Action item | Print the data exactly as it appears, keeping every word.

Point localization data
== Segment start ==
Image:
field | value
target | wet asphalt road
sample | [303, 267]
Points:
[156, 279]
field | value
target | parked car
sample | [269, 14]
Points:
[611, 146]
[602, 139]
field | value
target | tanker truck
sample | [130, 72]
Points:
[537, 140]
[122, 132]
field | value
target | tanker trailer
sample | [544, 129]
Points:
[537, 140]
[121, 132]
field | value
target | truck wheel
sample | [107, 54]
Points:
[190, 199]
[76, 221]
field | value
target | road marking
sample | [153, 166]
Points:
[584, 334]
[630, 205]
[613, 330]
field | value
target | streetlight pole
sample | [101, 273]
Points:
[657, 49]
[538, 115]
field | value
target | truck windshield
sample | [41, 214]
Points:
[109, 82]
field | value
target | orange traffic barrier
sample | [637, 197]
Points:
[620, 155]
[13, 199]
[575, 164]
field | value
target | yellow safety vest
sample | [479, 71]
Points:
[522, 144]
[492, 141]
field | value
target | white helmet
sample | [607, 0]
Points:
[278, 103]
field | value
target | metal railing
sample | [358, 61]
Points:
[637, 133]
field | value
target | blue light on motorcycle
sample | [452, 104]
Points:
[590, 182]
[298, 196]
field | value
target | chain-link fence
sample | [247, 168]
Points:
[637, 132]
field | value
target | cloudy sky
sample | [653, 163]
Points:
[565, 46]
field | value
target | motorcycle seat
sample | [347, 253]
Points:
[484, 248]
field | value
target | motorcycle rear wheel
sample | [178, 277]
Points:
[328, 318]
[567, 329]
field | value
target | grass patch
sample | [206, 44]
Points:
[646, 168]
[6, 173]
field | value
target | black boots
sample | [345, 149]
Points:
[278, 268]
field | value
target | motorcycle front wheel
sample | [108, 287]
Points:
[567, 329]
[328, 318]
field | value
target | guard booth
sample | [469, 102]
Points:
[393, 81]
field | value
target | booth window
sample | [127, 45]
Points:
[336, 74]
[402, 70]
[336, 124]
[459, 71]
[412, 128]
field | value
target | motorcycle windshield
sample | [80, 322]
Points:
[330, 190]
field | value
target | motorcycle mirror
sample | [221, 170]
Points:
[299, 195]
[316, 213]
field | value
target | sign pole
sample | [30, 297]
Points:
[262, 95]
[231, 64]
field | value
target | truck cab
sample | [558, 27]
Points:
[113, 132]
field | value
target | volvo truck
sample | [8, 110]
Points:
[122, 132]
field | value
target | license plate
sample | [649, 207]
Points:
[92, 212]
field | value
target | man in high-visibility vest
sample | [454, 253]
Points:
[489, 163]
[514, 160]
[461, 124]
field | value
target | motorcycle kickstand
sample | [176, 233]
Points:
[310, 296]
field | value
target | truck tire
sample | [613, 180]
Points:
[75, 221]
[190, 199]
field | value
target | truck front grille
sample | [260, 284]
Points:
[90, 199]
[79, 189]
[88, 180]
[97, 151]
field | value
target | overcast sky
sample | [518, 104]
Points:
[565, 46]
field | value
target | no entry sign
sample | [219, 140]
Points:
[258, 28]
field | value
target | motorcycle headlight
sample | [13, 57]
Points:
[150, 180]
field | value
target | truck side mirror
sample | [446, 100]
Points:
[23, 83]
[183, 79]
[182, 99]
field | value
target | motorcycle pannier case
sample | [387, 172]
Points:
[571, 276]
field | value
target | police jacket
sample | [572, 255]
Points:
== Segment end ==
Written response |
Image:
field | value
target | wet asphalt road
sample | [303, 267]
Points:
[156, 279]
field | value
target | parked car
sample | [269, 14]
Points:
[611, 146]
[602, 139]
field | value
target | tanker truck
sample | [130, 72]
Points:
[537, 140]
[122, 132]
field | value
target | tanker trailer
sample | [544, 129]
Points:
[537, 140]
[121, 132]
field | value
target | truck wheel
sample | [107, 54]
Points:
[190, 199]
[76, 221]
field | value
target | road marking
sample | [153, 166]
Points:
[584, 334]
[630, 205]
[613, 330]
field | value
target | streetlight pole
sample | [101, 273]
Points:
[657, 49]
[538, 115]
field | value
target | truck windshield
sample | [41, 214]
Points:
[109, 82]
field | value
target | orange traffic barrier
sample | [637, 197]
Points:
[620, 155]
[13, 199]
[575, 164]
field | value
target | yellow safety vest
sample | [479, 71]
Points:
[522, 144]
[492, 141]
field | value
target | white helmet
sample | [607, 0]
Points:
[278, 103]
field | value
target | metal railing
sample | [358, 61]
Points:
[637, 133]
field | value
target | blue light on motorcycle
sample | [452, 104]
Points:
[590, 182]
[298, 196]
field | value
target | chain-link fence
sample | [247, 168]
Points:
[637, 132]
field | value
target | cloudy sky
sample | [653, 163]
Points:
[565, 46]
field | value
target | motorcycle seat
sample | [347, 253]
Points:
[484, 248]
field | value
target | motorcycle rear wheel
sample | [178, 277]
Points:
[328, 318]
[567, 329]
field | value
target | grass patch
sample | [206, 44]
Points:
[646, 168]
[6, 173]
field | value
target | black boots
sample | [345, 149]
Points:
[278, 268]
field | value
target | motorcycle front wheel
sample | [108, 287]
Points:
[567, 329]
[328, 318]
field | value
target | guard booth
sample | [469, 102]
Points:
[393, 81]
field | value
target | booth window
sample | [127, 45]
Points:
[336, 74]
[402, 70]
[336, 124]
[459, 71]
[412, 128]
field | value
target | motorcycle windshield
sample | [80, 322]
Points:
[330, 190]
field | value
target | motorcycle mirror
sample | [221, 170]
Points:
[299, 195]
[316, 213]
field | value
target | sign pole
sample | [30, 297]
Points:
[262, 95]
[231, 64]
field | value
target | truck cab
sample | [558, 27]
Points:
[113, 132]
field | value
target | volvo truck
sample | [8, 110]
Points:
[122, 132]
field | value
target | license plate
sample | [649, 207]
Points:
[92, 212]
field | value
target | man in high-visibility vest
sample | [454, 253]
Points:
[489, 163]
[514, 160]
[461, 124]
field | value
target | motorcycle kickstand
sample | [176, 233]
Points:
[310, 296]
field | value
target | truck tire
sample | [613, 180]
Points:
[75, 221]
[190, 199]
field | value
target | truck front grille
sample | [260, 284]
Points:
[90, 199]
[79, 189]
[88, 180]
[97, 151]
field | value
target | overcast sky
sample | [518, 104]
Points:
[565, 46]
field | value
target | no entry sign
sample | [219, 140]
Points:
[258, 28]
field | value
target | motorcycle headlight
sample | [13, 57]
Points:
[150, 180]
field | value
target | truck side mirror
sample | [446, 100]
Points:
[23, 83]
[183, 79]
[182, 99]
field | value
target | motorcycle pannier case
sample | [387, 172]
Points:
[571, 276]
field | value
target | police jacket
sample | [572, 255]
Points:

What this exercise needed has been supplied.